THE PROBLEM = Can you rewrite the data below so that every "examine" becomes "inspect", with nothing else altered?

SUPPLIED DATA =
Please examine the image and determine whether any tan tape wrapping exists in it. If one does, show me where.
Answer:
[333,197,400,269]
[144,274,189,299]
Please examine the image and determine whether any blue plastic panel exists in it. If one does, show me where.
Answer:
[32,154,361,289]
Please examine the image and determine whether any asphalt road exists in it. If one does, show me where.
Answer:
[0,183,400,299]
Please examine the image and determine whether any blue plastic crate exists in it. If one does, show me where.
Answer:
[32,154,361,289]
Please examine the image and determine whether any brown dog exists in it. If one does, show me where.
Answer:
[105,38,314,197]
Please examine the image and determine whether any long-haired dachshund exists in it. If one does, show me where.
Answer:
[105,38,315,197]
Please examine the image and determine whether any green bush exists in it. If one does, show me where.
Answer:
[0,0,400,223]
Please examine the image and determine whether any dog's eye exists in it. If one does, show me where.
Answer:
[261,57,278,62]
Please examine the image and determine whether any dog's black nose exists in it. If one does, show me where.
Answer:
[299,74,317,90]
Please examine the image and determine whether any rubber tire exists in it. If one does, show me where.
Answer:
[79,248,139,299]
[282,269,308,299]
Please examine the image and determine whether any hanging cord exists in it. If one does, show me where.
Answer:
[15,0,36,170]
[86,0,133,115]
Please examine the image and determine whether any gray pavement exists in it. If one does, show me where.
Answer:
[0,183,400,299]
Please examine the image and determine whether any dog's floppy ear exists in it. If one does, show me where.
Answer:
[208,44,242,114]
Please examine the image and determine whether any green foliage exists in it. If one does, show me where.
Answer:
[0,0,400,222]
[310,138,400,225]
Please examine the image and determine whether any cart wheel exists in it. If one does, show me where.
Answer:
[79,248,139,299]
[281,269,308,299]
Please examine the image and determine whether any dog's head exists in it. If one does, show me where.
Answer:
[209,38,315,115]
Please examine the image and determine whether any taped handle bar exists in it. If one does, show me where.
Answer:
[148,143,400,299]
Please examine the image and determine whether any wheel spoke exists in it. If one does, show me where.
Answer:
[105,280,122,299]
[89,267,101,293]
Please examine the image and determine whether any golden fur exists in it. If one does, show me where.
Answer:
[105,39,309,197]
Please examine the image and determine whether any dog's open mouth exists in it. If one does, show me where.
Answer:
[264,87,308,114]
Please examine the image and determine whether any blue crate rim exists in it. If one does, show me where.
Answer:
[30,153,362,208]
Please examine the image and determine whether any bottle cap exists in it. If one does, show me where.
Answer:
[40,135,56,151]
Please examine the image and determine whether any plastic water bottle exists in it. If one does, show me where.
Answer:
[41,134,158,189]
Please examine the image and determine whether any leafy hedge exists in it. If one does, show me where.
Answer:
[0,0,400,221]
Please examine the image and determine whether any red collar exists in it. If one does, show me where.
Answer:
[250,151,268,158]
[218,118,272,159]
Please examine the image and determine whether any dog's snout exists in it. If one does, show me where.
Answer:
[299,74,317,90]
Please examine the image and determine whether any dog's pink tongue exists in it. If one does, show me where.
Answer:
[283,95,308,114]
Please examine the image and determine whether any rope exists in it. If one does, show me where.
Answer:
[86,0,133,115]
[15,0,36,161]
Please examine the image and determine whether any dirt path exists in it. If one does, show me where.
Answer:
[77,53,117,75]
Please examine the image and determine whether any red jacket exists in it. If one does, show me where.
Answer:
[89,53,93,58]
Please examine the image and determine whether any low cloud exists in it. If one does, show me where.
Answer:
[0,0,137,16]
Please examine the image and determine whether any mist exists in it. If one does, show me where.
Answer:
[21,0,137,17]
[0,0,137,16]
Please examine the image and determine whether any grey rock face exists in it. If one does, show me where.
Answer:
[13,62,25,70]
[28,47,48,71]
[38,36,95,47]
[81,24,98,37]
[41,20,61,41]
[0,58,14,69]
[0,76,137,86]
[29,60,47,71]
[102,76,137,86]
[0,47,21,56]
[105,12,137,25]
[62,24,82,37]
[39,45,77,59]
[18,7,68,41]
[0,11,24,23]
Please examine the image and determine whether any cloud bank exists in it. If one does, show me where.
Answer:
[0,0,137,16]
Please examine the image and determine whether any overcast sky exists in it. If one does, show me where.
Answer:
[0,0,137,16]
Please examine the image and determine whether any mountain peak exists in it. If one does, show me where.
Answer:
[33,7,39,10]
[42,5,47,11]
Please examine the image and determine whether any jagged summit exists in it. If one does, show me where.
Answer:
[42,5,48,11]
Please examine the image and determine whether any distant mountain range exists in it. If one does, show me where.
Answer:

TASK ANSWER =
Please inspect the image and determine whether any tan tape wrapping exists in it. If one does, show me where.
Answer:
[333,197,400,269]
[144,274,189,299]
Please inspect the image and determine whether any blue plastic panel exists in it. If one does, show me where.
Answer:
[32,154,361,289]
Please inspect the image and determine whether any asphalt road exists in it. If one does, show me where.
Answer:
[0,183,400,299]
Please inspect the image and determine whether any blue plastic crate exists in it. If one does, show me where.
Answer:
[32,154,361,289]
Please inspect the image and determine whether any brown dog exists in it. If one does, show me where.
Answer:
[105,38,314,197]
Please inspect the image and determine whether any long-haired dachshund exists in it. If one does, show me where.
Answer:
[105,38,315,197]
Please inspect the image and determine whether any green bush exists in it. If one does, show me where.
Answer:
[0,0,400,223]
Please inspect the image and determine whether any dog's eye exists in it. If one does, show me where.
Answer:
[261,57,278,62]
Please inspect the image and determine whether any dog's black nose exists in it. If one does, show me where.
Answer:
[299,74,317,90]
Please inspect the image and determine whether any rubber tire exists in it. If one does, show me where.
Answer:
[79,248,139,299]
[282,269,308,299]
Please inspect the image and determine whether any hanging cord exists in it. If one does, show me where.
Answer:
[15,0,36,170]
[86,0,133,115]
Please inspect the image and determine whether any gray pavement exists in it. If one does, show me where.
Answer:
[0,183,400,299]
Please inspect the image and determine whether any dog's floppy ear exists in it. If one does, show me where.
Answer:
[208,44,242,114]
Please inspect the image and determine whether any green foliage exists in it. If one does, show me where.
Answer:
[0,0,400,222]
[310,138,400,225]
Please inspect the image and determine whether any cart wheel exists in it. If one does, show me where.
Answer:
[79,248,139,299]
[281,269,308,299]
Please inspect the image and determine whether any dog's head exists in it. If one does, show me where.
Answer:
[209,38,315,115]
Please inspect the image and determine whether any taped handle bar exists in it. If one does, show me where.
Answer:
[148,143,400,299]
Please inspect the image and determine whether any wheel spoke exists in it. If one does, show me where.
Answer:
[105,280,122,299]
[89,267,101,293]
Please inspect the image and determine whether any golden fur exists in it. If one does, show me where.
Answer:
[105,39,309,197]
Please inspect the image and determine whether any dog's open mouth exists in it. If one does, show me where.
Answer:
[264,87,308,114]
Please inspect the image and determine whether any blue crate rim exists in it. If one does, show me where.
Answer:
[30,153,362,208]
Please inspect the image and determine whether any bottle cap exists in it. If one does, show me where.
Answer:
[40,135,56,151]
Please inspect the image and determine whether any plastic water bottle exists in it. If one does, show me where.
Answer:
[41,134,158,189]
Please inspect the image and determine whether any leafy hedge exists in it. If one does, show me where.
Answer:
[0,0,400,221]
Please inspect the image and determine whether any red collar exists in it. If one does, show me where.
Answer:
[250,151,268,158]
[218,118,272,159]
Please inspect the image and determine whether any dog's snout exists in it. If one does, show me where.
Answer:
[299,74,317,90]
Please inspect the image and determine whether any dog's pink tongue exists in it. If one does, show me where.
Answer:
[283,95,308,114]
Please inspect the image and determine whether any rope exists in it. If one does, show me where.
Answer:
[86,0,133,115]
[15,0,36,161]
Please inspect the image and determine whether any dirt path exists in it. If one does, show me where.
Answer:
[77,53,117,75]
Please inspect the image and determine whether any red jacket exists in it. If one does, show me where.
Answer:
[89,53,93,58]
Please inspect the image and determine whether any low cloud exists in it. If one does, show me where.
Answer:
[0,0,137,16]
Please inspect the image and determine whether any mist exists in it. If one does, show me where.
Answer:
[21,0,137,17]
[0,0,137,16]
Please inspect the image and determine whether any grey rock face exists in it. If one does, show me where.
Answer:
[13,62,25,70]
[28,47,48,71]
[38,36,95,47]
[81,24,98,37]
[41,20,61,41]
[0,58,14,69]
[0,76,137,86]
[29,60,47,71]
[102,76,137,86]
[0,47,21,56]
[105,12,137,25]
[62,24,82,37]
[39,45,77,59]
[18,7,68,41]
[0,11,24,23]
Please inspect the image and determine whether any cloud bank exists in it. If one does, show me where.
Answer:
[0,0,137,16]
Please inspect the image and determine whether any overcast sky exists in it. If one does, show me where.
Answer:
[0,0,137,16]
Please inspect the image and determine whether any mountain peak exists in it. If one does, show me where.
Answer:
[33,7,39,10]
[42,5,47,11]
Please inspect the image and determine whether any jagged summit exists in it. If one does, show me where.
Answer:
[42,5,48,11]
Please inspect the image and determine whether any distant mountain range exists in it. If one does, show me where.
Answer:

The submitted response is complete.